De la liberté d’informer #NuitDebout

EXPRESSION DEBOUT. Plusieurs atteintes à la liberté d’expression et d’information ont émaillé le mouvement Nuit Debout ces derniers jours.

Je pense à la réunion non-mixte (je ne rentrerai pas dans le débat sur la mixité) qui affichait il y a quelques jours « pas de photo svp » comme en témoigne un cliché d’Alain Keler. « Pas de photo » …. comme dans le métro ! La place de la République est un espace publique. Au-delà de privatiser quelques mètres carrés, cette injonction est une atteinte à la liberté d’expression et d’information.

Je pense aussi à ce journaliste de France 2 qui a été empêché de faire son duplex. Ne vous méprenez pas, je n’écris pas cela pour pleurer sur son sort ! Je ne suis pas animée par une logique corporatiste. Je rejette simplement chaque acte de censure. Sans concession, sans compromission.

Je le concède, les informations transmises aux JT sont souvent simplistes, consensuelles et manichéennes. Raison de plus pour ne pas tomber dans le même piège. Vous dénoncez la censure et la pression faite aux journalistes (tous pourris tous achetés si on en croit le discours dominant vis à vis des médias) par les actionnaires et l’Etat, ne devenez pas censeurs ! Ne reproduisez pas ce que vous dénoncez !

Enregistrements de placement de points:
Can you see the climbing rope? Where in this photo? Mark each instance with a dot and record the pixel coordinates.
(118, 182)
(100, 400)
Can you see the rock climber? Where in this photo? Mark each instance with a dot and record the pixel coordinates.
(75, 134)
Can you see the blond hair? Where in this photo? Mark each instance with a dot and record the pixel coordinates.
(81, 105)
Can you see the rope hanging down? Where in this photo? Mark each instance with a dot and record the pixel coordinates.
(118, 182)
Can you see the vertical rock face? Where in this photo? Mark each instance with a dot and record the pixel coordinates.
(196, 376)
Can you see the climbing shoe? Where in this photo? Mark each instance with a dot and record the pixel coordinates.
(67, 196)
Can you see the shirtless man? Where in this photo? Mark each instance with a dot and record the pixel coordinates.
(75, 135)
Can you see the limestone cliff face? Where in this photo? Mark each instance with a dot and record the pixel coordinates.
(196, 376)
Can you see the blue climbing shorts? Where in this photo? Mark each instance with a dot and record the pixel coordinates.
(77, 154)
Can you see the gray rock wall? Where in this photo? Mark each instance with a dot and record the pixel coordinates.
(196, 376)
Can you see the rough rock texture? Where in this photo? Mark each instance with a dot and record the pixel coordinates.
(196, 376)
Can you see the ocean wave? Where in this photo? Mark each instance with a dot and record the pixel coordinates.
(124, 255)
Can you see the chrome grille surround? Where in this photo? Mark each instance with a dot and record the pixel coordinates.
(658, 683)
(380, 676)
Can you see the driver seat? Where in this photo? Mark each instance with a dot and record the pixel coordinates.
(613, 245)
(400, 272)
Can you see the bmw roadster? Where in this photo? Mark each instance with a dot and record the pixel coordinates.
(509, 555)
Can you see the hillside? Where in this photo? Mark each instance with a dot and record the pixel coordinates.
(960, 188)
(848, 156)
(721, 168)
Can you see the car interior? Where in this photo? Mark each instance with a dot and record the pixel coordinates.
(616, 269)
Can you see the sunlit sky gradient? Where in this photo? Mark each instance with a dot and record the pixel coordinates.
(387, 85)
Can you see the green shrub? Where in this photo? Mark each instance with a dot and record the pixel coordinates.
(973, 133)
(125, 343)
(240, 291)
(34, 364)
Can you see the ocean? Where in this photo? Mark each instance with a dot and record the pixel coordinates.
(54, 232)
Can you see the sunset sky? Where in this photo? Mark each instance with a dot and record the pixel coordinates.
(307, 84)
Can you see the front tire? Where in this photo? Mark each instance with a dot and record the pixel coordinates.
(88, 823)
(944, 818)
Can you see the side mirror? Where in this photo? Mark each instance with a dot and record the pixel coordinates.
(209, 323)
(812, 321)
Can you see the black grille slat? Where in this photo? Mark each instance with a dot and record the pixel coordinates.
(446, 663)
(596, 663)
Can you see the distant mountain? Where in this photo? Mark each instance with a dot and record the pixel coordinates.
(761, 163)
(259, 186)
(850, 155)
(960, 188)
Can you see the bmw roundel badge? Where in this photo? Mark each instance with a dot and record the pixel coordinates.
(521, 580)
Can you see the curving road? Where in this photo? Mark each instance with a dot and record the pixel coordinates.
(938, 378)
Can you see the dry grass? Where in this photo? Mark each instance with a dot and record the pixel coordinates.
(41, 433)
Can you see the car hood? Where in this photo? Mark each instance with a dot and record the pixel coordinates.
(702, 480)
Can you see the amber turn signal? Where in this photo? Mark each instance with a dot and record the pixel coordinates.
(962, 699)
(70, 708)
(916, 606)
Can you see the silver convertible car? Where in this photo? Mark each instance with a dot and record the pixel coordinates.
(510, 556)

■ EXERCICE:
Recopiez le passage du texte sur Nuit Debout compris entre « Je pense à la » et « d’expression et d’information. », bornes incluses, en remplaçant « métro » par « tramway ».

■ CORRIGÉ DÉTAILLÉ:
Je pense à la réunion non-mixte (je ne rentrerai pas dans le débat sur la mixité) qui affichait il y a quelques jours « pas de photo svp » comme en témoigne un cliché d’Alain Keler. « Pas de photo » …. comme dans le tramway ! La place de la République est un espace publique. Au-delà de privatiser quelques mètres carrés, cette injonction est une atteinte à la liberté d’expression et d’information.